“Resentment is the poison you drink hoping to hurt your enemy.” –Nelson Mandela

Holding on to the injustice done to you as a child can cause you even more pain today, as resentment leads to emotional paralyzing. Remember, forgiving is NOT excusing or forgetting. And it’s not done to appease others or to reward the person who inflicted the violence. Forgiving is much more about you then them. It’s about letting go of the Resentment in your own heart – one of the most powerful LIES children of domestic violence learn to carry with them throughout life that eats away at them – and freeing yourself of the power and control your past still has over you and your emotions. It’s simply lifting the heavy burden you’ve carried in your heart for so long and opening yourself up to infinite possibilities for better, more positive and rewarding experiences and emotions.

Evangelical pastor and author Rick Warren, in his book The Purpose Driven Life (2002), says: “Those who have hurt you in your past cannot continue to hurt you now, unless you hold on to the pain through resentment.”

Collected data =>

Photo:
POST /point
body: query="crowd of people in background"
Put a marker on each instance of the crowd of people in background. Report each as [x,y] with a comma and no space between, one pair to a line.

What you will do =>
1: In the passage on resentment and forgiveness, which book by Rick Warren is quoted, and in what year was it published?
2: Shorten the paragraph of the passage on resentment and forgiveness that begins "Holding on to the injustice" into a brief list that keeps its main points.
3: Continue the passage on resentment and forgiveness from the point where it ends.
The lines are separate material, unrelated to the passage on resentment and forgiveness.

Results by task =>
1: The Purpose Driven Life, published in 2002.

2:
- Clinging to childhood injustice can cause more pain today, because resentment paralyzes you emotionally.
- Forgiving is not excusing or forgetting, and it is not done to please others or reward the person who was violent.
- Forgiving is mainly for yourself: it means letting go of the resentment in your own heart.
- It frees you from the power and control your past still has over you and your emotions.
- It lifts a long-carried burden and opens you to better, more positive and rewarding experiences and emotions.

3:
When you grow up in a home with domestic violence, you can become an adult who resents everyone who, in your view, has had it better than you. This feeling is certainly understandable, and you may feel entitled to it, given the fear, pain, uncertainty, and lack of security you grew up with. You may believe you’re the only one who had to live through it and you may think everyone else was blessed with a happy, carefree childhood while you were forced to suffer day after day. You may feel you deserved better and may replay all the old wrongs over and over in your mind endlessly, frequently feeling bitter, blaming and resenting others around you. You resent their happiness, or their wealth, because you never had that. It makes you feel better tearing them down, or so you believe.

Over time, this resentment begins to reinforce itself, as you’ll always find more evidence around you to feed and validate it, while selectively ignoring all the evidence that disputes it. That is how the brain impacted by childhood domestic violence is programmed. When you grow up believing LIES – such as the Resentment LIE, because of what you endured, the brain selectively seeks out evidence in your environment to reinforce this LIE while dismissing stimuli that point to the TRUTH. This is why the TRUTH often evades children of domestic violence, as many of us spend our lives convinced of the LIES, which hold us back from reaching our full potential.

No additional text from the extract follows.